**YOUR INSTRUCTIONS:** Copy out the entries below exactly as they stand, but only from the line containing "negative clicks: (12, 15)" through the line containing "positive clicks: (71, 61) (168, 60) (164, 59)".

**GIVEN DATA:**
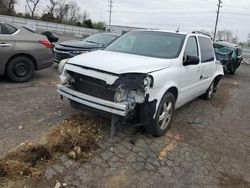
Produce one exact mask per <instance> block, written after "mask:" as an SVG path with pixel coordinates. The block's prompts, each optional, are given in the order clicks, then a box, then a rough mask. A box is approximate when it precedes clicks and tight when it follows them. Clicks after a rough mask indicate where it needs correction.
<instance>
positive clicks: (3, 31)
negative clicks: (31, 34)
mask: <svg viewBox="0 0 250 188" xmlns="http://www.w3.org/2000/svg"><path fill="white" fill-rule="evenodd" d="M0 26H1V29H0V34H3V35H11V34H13V33H15V32H16V31H17V30H18V29H17V28H15V27H13V26H11V25H9V24H4V23H2V24H0Z"/></svg>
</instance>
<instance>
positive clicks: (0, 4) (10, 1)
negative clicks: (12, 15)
mask: <svg viewBox="0 0 250 188" xmlns="http://www.w3.org/2000/svg"><path fill="white" fill-rule="evenodd" d="M16 3H17V1H16V0H1V1H0V14H7V15H13V14H15V10H14V7H15V4H16Z"/></svg>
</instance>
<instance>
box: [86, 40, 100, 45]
mask: <svg viewBox="0 0 250 188" xmlns="http://www.w3.org/2000/svg"><path fill="white" fill-rule="evenodd" d="M86 42H89V43H93V44H99V43H98V42H94V41H90V40H87V41H86Z"/></svg>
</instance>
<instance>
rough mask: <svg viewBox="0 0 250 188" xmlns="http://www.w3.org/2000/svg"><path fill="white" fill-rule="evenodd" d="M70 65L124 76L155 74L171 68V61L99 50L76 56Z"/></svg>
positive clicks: (71, 61) (168, 60) (164, 59)
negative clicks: (103, 71)
mask: <svg viewBox="0 0 250 188" xmlns="http://www.w3.org/2000/svg"><path fill="white" fill-rule="evenodd" d="M68 63H70V64H75V65H80V66H84V67H89V68H92V69H97V70H101V71H105V72H110V73H115V74H123V73H150V72H154V71H157V70H160V69H164V68H167V67H169V66H170V65H171V60H170V59H160V58H152V57H146V56H139V55H132V54H126V53H119V52H111V51H105V50H98V51H94V52H89V53H85V54H81V55H78V56H75V57H73V58H71V59H69V61H68Z"/></svg>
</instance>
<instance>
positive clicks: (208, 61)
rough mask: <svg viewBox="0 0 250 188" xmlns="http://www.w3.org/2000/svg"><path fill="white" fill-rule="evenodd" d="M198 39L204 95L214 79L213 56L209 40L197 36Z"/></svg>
mask: <svg viewBox="0 0 250 188" xmlns="http://www.w3.org/2000/svg"><path fill="white" fill-rule="evenodd" d="M198 39H199V45H200V51H201V73H202V74H201V78H200V79H201V88H202V91H203V93H205V91H206V90H207V89H208V88H209V86H210V84H211V83H212V81H213V79H214V78H213V76H214V69H215V55H214V50H213V44H212V41H211V39H210V38H208V37H203V36H199V37H198Z"/></svg>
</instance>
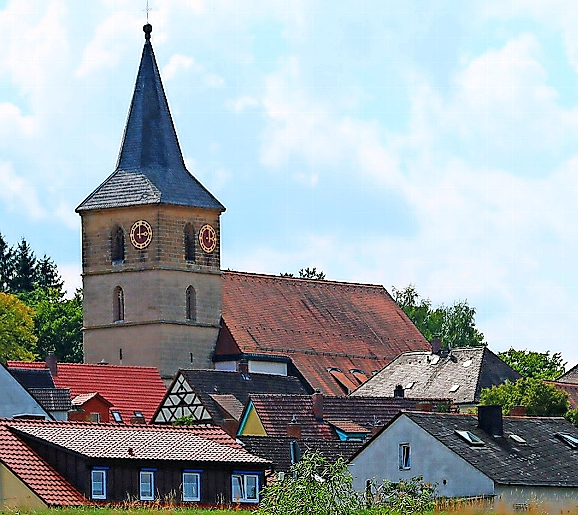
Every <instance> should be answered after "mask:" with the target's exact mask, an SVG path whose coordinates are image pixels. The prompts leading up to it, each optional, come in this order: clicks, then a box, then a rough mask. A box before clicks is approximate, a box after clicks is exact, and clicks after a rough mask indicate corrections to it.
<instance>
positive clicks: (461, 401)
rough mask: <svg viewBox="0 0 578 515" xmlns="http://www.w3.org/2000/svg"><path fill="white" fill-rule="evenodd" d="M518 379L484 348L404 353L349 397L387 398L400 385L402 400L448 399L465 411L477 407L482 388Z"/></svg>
mask: <svg viewBox="0 0 578 515" xmlns="http://www.w3.org/2000/svg"><path fill="white" fill-rule="evenodd" d="M519 378H520V374H519V373H518V372H516V371H515V370H514V369H513V368H512V367H510V366H509V365H508V364H506V363H504V361H502V360H501V359H500V358H499V357H498V356H496V355H495V354H494V353H493V352H492V351H491V350H490V349H488V348H487V347H460V348H455V349H452V350H451V351H444V350H438V352H431V351H415V352H405V353H403V354H400V355H399V356H397V357H396V358H395V359H394V360H393V361H392V362H391V363H389V364H388V365H387V366H385V367H384V368H383V370H381V371H380V372H379V373H378V374H376V375H375V376H373V377H372V378H370V379H369V380H368V381H367V382H366V383H364V384H363V385H361V386H359V388H357V389H356V390H355V391H354V392H353V393H352V396H365V397H367V396H375V397H387V396H389V395H391V392H392V391H393V389H394V388H396V387H400V386H401V388H403V392H404V395H405V396H406V397H420V398H424V397H435V398H446V397H449V398H450V399H452V402H453V403H454V404H455V405H457V406H459V407H460V409H462V410H467V409H468V408H473V407H475V406H476V405H477V404H478V402H479V400H480V395H481V393H482V390H483V389H484V388H491V387H492V386H495V385H499V384H502V383H505V382H506V381H517V380H518V379H519Z"/></svg>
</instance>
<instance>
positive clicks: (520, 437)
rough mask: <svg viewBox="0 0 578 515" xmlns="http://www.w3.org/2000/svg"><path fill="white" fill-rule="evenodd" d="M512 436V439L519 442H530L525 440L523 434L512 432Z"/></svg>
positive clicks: (511, 435) (511, 437) (521, 442)
mask: <svg viewBox="0 0 578 515" xmlns="http://www.w3.org/2000/svg"><path fill="white" fill-rule="evenodd" d="M510 438H511V439H512V440H514V442H517V443H528V442H526V440H524V439H523V438H522V437H521V436H519V435H514V434H511V435H510Z"/></svg>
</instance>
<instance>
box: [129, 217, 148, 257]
mask: <svg viewBox="0 0 578 515" xmlns="http://www.w3.org/2000/svg"><path fill="white" fill-rule="evenodd" d="M152 239H153V228H152V227H151V225H150V224H149V223H148V222H147V221H146V220H137V221H136V222H135V223H134V224H133V226H132V227H131V229H130V241H131V243H132V244H133V246H134V247H135V248H137V249H139V250H142V249H146V248H147V247H148V246H149V244H150V242H151V241H152Z"/></svg>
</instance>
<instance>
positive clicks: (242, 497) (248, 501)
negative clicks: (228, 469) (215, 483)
mask: <svg viewBox="0 0 578 515" xmlns="http://www.w3.org/2000/svg"><path fill="white" fill-rule="evenodd" d="M231 480H232V494H233V499H232V500H233V502H250V503H256V502H259V476H258V475H257V474H244V473H243V474H241V473H238V474H233V475H232V476H231Z"/></svg>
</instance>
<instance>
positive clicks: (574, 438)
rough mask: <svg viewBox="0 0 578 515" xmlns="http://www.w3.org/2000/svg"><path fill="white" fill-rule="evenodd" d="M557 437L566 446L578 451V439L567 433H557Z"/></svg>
mask: <svg viewBox="0 0 578 515" xmlns="http://www.w3.org/2000/svg"><path fill="white" fill-rule="evenodd" d="M556 436H557V437H558V438H560V440H562V441H563V442H564V443H565V444H566V445H568V446H569V447H570V448H572V449H578V438H576V437H575V436H572V435H569V434H566V433H556Z"/></svg>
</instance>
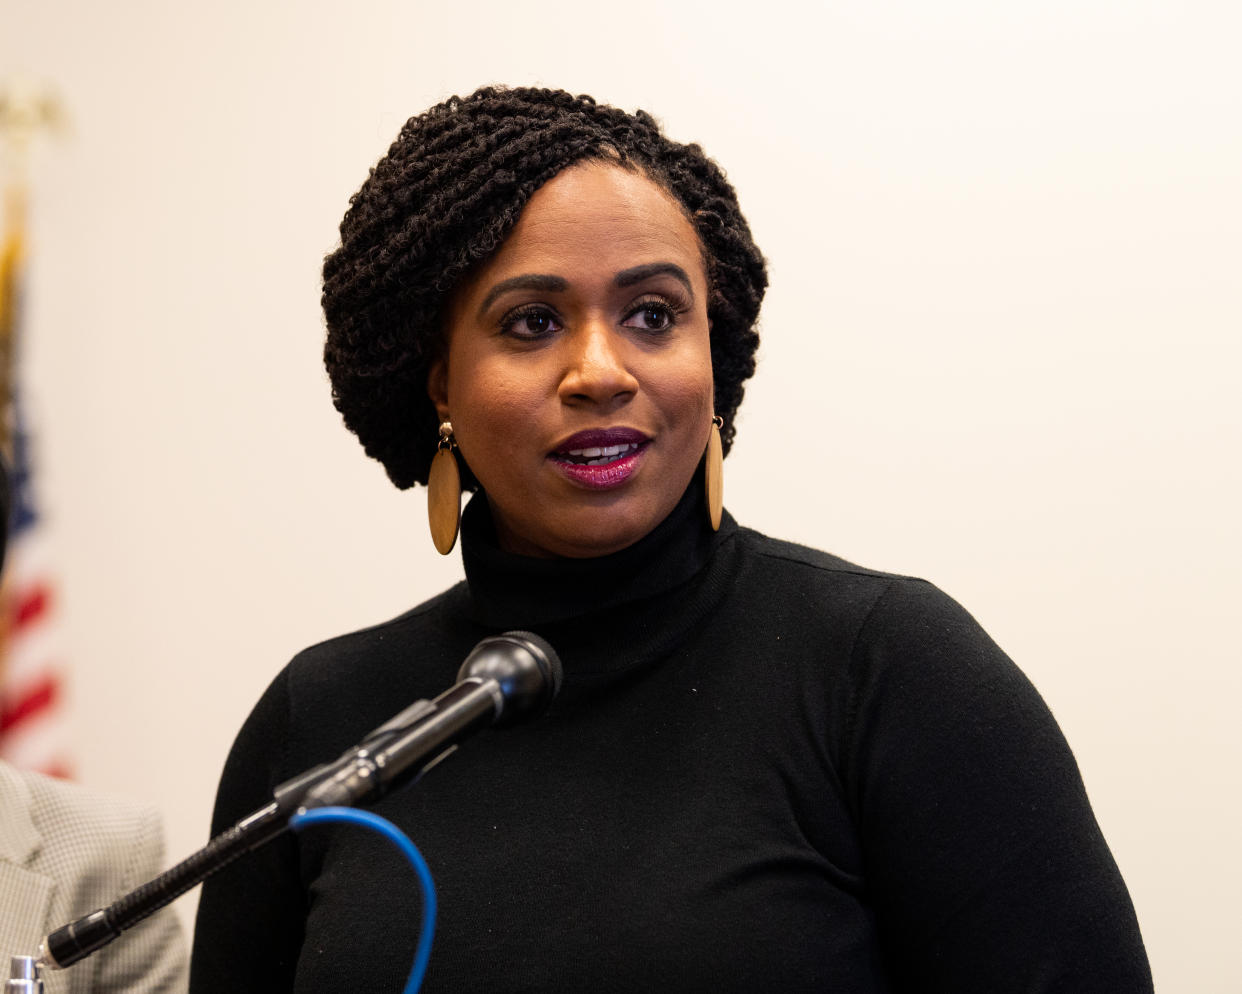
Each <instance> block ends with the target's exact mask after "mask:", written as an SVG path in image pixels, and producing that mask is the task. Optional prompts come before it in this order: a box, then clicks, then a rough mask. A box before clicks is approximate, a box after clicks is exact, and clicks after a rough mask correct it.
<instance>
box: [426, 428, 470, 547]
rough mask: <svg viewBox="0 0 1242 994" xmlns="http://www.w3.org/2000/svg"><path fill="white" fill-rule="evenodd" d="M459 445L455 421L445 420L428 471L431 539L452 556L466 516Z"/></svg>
mask: <svg viewBox="0 0 1242 994" xmlns="http://www.w3.org/2000/svg"><path fill="white" fill-rule="evenodd" d="M456 447H457V440H456V439H455V437H453V425H452V422H451V421H441V422H440V441H438V442H437V444H436V455H435V456H432V458H431V472H428V473H427V523H428V524H430V526H431V540H432V542H433V543H436V552H438V553H440V554H441V555H448V553H451V552H452V550H453V545H455V544H457V526H458V524H460V523H461V518H462V477H461V472H460V471H458V470H457V457H456V456H455V455H453V449H456Z"/></svg>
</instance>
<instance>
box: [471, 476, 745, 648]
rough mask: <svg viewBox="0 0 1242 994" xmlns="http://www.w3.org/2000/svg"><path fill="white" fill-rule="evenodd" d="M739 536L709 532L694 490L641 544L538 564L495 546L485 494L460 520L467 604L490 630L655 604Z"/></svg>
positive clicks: (495, 532) (525, 557) (699, 490)
mask: <svg viewBox="0 0 1242 994" xmlns="http://www.w3.org/2000/svg"><path fill="white" fill-rule="evenodd" d="M735 528H737V524H735V523H734V522H733V521H732V518H730V519H729V521H728V523H724V522H722V526H720V532H712V529H710V527H708V523H707V514H705V513H704V512H703V490H702V486H700V485H698V483H692V485H691V487H689V488H688V490H687V491H686V493H684V495H682V499H681V501H679V502H678V503H677V506H676V507H674V508H673V509H672V512H669V514H668V517H667V518H664V521H662V522H661V523H660V524H658V526H656V528H655V529H653V531H652V532H651V533H650V534H647V536H646V537H645V538H642V539H640V540H638V542H636V543H635V544H633V545H630V547H627V548H625V549H621V550H620V552H615V553H612V554H611V555H601V557H599V558H595V559H537V558H532V557H527V555H517V554H514V553H509V552H504V550H503V549H501V548H499V545H498V544H497V538H496V527H494V524H493V522H492V512H491V507H489V504H488V502H487V495H486V493H483V491H479V492H478V493H476V495H474V496H473V497H472V498H471V501H469V503H468V504H467V506H466V512H465V514H463V516H462V563H463V564H465V567H466V581H467V584H468V586H469V595H471V601H472V605H473V609H474V614H476V616H477V619H478V620H479V621H482V622H483V624H487V625H497V626H502V627H503V626H507V625H524V626H532V625H543V624H548V622H554V621H564V620H566V619H571V618H579V616H581V615H587V614H594V613H597V611H607V610H612V609H616V608H617V606H620V605H622V604H628V603H632V601H636V600H642V599H646V598H651V596H658V595H660V594H664V593H667V591H669V590H672V589H673V588H676V586H679V585H681V584H683V583H686V580H688V579H689V578H691V577H693V575H694V574H696V573H698V572H699V570H700V569H702V568H703V567H704V565H705V564H707V562H708V559H709V558H710V557H712V552H713V549H714V548H715V545H717V544H718V542H720V540H722V538H724V537H727V536H728V534H730V533H732V532H733V531H734V529H735Z"/></svg>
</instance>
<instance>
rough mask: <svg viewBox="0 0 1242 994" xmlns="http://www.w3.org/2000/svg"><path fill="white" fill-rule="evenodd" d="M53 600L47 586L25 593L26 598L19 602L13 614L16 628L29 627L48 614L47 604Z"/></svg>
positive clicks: (12, 619)
mask: <svg viewBox="0 0 1242 994" xmlns="http://www.w3.org/2000/svg"><path fill="white" fill-rule="evenodd" d="M50 600H51V591H50V590H48V589H47V588H46V586H34V588H31V589H30V590H29V591H25V596H22V599H21V600H19V601H17V605H16V608H15V610H14V613H12V621H14V627H19V629H20V627H21V626H22V625H29V624H30V622H31V621H35V620H37V619H39V618H41V616H42V615H45V614H47V604H48V601H50Z"/></svg>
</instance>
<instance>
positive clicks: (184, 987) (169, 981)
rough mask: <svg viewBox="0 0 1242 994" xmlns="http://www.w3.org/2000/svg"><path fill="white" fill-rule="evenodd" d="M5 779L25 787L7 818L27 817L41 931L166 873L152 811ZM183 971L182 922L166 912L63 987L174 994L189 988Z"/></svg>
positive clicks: (7, 785) (94, 909)
mask: <svg viewBox="0 0 1242 994" xmlns="http://www.w3.org/2000/svg"><path fill="white" fill-rule="evenodd" d="M2 778H4V780H5V783H6V784H7V787H12V784H14V783H20V785H21V787H20V791H19V793H17V794H16V795H15V796H20V798H21V799H22V801H24V803H22V809H21V810H20V811H15V810H11V809H10V810H6V811H5V815H6V819H14V818H25V819H29V823H27V824H29V826H30V829H31V831H32V835H31V837H32V840H34V846H32V847H31V850H30V855H29V860H27V870H29V871H30V872H32V873H37V875H39V877H40V878H42V880H46V881H47V886H48V895H50V897H48V901H47V903H46V905H45V906H43V907H45V912H46V914H45V921H42V922H40V923H39V924H40V926H41V927H42V929H43V931H47V929H51V928H56V927H60V926H62V924H66V923H67V922H70V921H72V919H75V918H77V917H81V916H82V914H87V913H89V912H92V911H96V910H98V908H101V907H106V906H107V905H111V903H112V902H113V901H116V900H117V898H119V897H122V896H123V895H125V893H128V892H129V891H132V890H134V888H135V887H138V886H140V885H142V883H144V882H147V881H148V880H150V878H153V877H155V876H156V875H158V873H159V872H160V870H161V869H163V862H164V830H163V821H161V819H160V815H159V813H158V811H156V810H155V809H154V808H153V806H150V805H148V804H142V803H138V801H134V800H130V799H127V798H122V796H117V795H114V794H107V793H102V791H96V790H91V789H88V788H84V787H81V785H78V784H71V783H66V782H63V780H53V779H51V778H48V777H42V775H40V774H36V773H27V772H17V770H12V769H11V768H5V769H4V770H2ZM5 900H7V898H5ZM185 969H186V963H185V947H184V943H183V939H181V929H180V926H179V923H178V918H176V916H175V912H174V911H173V910H171V908H164V910H161V911H159V912H156V913H155V914H154V916H153V917H150V918H148V919H147V921H144V922H142V923H140V924H138V926H137V927H135V928H133V929H130V931H128V932H125V933H124V934H123V936H122V937H120V938H119V939H118V941H117V942H114V943H112V944H111V946H108V947H106V948H104V949H101V951H99V952H98V953H96V954H94V955H93V957H91V958H89V959H88V960H86V962H83V963H82V964H81V965H77V967H75V968H72V970H71V972H70V973H67V974H66V977H67V978H68V980H67V983H68V987H67V988H63V989H66V990H70V992H77V990H91V992H103V993H104V994H107V992H130V993H132V992H138V993H139V994H155V993H156V992H168V993H169V994H171V993H173V992H180V990H184V988H185V982H186V973H185Z"/></svg>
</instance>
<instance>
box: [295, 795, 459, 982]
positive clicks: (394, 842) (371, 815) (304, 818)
mask: <svg viewBox="0 0 1242 994" xmlns="http://www.w3.org/2000/svg"><path fill="white" fill-rule="evenodd" d="M318 821H349V823H353V824H355V825H363V826H364V828H368V829H371V830H373V831H378V832H379V834H380V835H383V836H384V837H386V839H388V840H389V841H390V842H392V844H394V845H395V846H396V847H397V849H400V850H401V855H402V856H405V857H406V860H409V862H410V866H412V867H414V872H415V873H416V875H417V877H419V887H420V888H421V891H422V927H421V929H420V931H419V946H417V948H416V949H415V951H414V965H412V967H411V968H410V979H407V980H406V982H405V990H404V992H402V994H416V993H417V990H419V988H420V987H422V977H424V974H426V972H427V960H428V959H431V939H432V938H433V937H435V934H436V885H435V883H433V882H432V880H431V870H428V869H427V861H426V860H425V859H422V854H421V852H419V850H417V847H416V846H415V845H414V842H411V841H410V836H407V835H406V834H405V832H404V831H401V830H400V829H399V828H397V826H396V825H394V824H392V823H391V821H389V820H388V819H386V818H380V816H379V815H376V814H371V813H370V811H361V810H359V809H358V808H314V809H312V810H309V811H302V813H299V814H296V815H293V818H291V819H289V828H291V829H293V830H296V831H301V830H302V829H303V828H304V826H306V825H313V824H315V823H318Z"/></svg>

**PROBLEM SOLUTION:**
negative clicks: (12, 15)
mask: <svg viewBox="0 0 250 188" xmlns="http://www.w3.org/2000/svg"><path fill="white" fill-rule="evenodd" d="M16 3H17V1H16V0H1V1H0V14H7V15H13V14H15V10H14V7H15V4H16Z"/></svg>
</instance>
<instance>
box: [86, 40, 100, 45]
mask: <svg viewBox="0 0 250 188" xmlns="http://www.w3.org/2000/svg"><path fill="white" fill-rule="evenodd" d="M86 42H89V43H93V44H99V43H98V42H94V41H90V40H87V41H86Z"/></svg>
</instance>
<instance>
rough mask: <svg viewBox="0 0 250 188" xmlns="http://www.w3.org/2000/svg"><path fill="white" fill-rule="evenodd" d="M70 65L124 76L155 74L171 68V61L99 50L76 56Z"/></svg>
positive clicks: (71, 61) (168, 60) (164, 59)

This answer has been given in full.